• **Written exercise**
The records are to be restated in their entirety, word for word.

[Collected data]
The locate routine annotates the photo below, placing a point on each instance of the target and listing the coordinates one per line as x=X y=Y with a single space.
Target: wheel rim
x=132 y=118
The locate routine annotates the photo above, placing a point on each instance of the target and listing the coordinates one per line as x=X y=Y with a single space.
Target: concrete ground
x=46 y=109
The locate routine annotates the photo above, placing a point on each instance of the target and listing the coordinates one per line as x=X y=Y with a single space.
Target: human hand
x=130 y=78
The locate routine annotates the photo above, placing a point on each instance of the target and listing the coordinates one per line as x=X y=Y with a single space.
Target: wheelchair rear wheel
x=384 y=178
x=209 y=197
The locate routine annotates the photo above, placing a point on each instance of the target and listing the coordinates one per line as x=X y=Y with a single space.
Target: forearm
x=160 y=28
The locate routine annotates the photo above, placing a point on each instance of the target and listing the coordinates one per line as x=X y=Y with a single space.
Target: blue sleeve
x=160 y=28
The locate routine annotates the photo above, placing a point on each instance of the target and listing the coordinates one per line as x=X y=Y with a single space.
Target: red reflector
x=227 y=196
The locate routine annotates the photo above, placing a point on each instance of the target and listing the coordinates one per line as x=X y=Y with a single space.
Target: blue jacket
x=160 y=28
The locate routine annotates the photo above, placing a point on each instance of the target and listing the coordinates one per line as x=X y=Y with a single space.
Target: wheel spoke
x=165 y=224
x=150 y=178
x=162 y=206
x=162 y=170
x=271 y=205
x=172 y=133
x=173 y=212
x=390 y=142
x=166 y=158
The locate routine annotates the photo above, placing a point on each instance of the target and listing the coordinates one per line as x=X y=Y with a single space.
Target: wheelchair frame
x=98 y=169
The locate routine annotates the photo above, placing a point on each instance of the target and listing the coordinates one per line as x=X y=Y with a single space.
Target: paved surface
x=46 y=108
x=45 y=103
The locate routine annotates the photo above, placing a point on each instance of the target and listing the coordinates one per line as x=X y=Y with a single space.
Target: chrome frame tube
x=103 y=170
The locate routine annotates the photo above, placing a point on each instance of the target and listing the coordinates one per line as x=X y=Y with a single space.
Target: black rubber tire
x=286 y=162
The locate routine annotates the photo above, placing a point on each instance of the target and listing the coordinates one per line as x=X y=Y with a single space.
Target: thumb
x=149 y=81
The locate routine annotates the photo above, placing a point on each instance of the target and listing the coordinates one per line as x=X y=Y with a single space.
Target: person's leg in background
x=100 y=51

• **Written answer**
The locate routine annotates the photo below, placing a point on each instance of the target and listing the coordinates one per line as x=X y=Y with a single space.
Target: wheel rim
x=132 y=118
The locate routine annotates the photo above, placing a point on each instance of the target and listing the coordinates one per line as x=X y=Y with a single space.
Target: concrete ground
x=46 y=109
The locate routine annotates the photo above, placing a point on each instance of the target and listing the coordinates one per line as x=X y=Y with a single space.
Target: human hand
x=130 y=78
The locate routine annotates the photo above, placing a point on each instance of the target and listing the coordinates one per line as x=X y=Y with a single space.
Target: wheelchair rear wheel
x=384 y=178
x=209 y=197
The locate routine annotates the photo above, placing a point on each instance of the target and listing the coordinates one per line as x=X y=Y with a single space.
Target: forearm
x=160 y=28
The locate routine annotates the photo above, placing a point on each instance of the target and listing the coordinates one per line as x=X y=Y with a single space.
Target: blue sleeve
x=160 y=28
The locate routine annotates the photo above, placing a point on each instance of the target and listing the coordinates one per line as x=X y=Y with a single space.
Target: red reflector
x=227 y=196
The locate routine annotates the photo above, placing a point on each instance of the target and listing the coordinates one per line as x=X y=Y with a single space.
Target: blue jacket
x=160 y=28
The locate routine annotates the photo above, placing a point on each instance of the target and listing the coordinates one per line as x=X y=Y with a single space.
Target: wheel spoke
x=165 y=224
x=150 y=178
x=162 y=206
x=162 y=170
x=271 y=205
x=172 y=133
x=173 y=212
x=390 y=142
x=166 y=158
The locate routine annotates the photo above, placing a point on each instance of the target and listing the coordinates one per line as x=X y=Y with a single space.
Target: wheelchair frame
x=98 y=169
The locate routine annotates the photo above, placing a point on each instance of the target and listing the coordinates one per line as x=X y=Y with a single space.
Target: paved surface
x=46 y=108
x=45 y=103
The locate routine annotates the photo above, placing a point on each instance of the target and listing the coordinates one per line as x=X y=Y with a single space.
Target: chrome frame tube
x=103 y=170
The locate routine annotates the photo above, placing a point on each instance of the target and listing the coordinates one per line as x=X y=Y with a single space.
Target: black rubber tire
x=286 y=162
The locate routine annotates the photo above, placing a point on each instance of the target and listing the coordinates one per line as x=X y=Y with a single space.
Target: thumb
x=149 y=81
The locate routine annotates the photo above, placing a point on each instance of the target and listing the coordinates one per line as x=X y=Y with a single space.
Target: person's leg in background
x=100 y=51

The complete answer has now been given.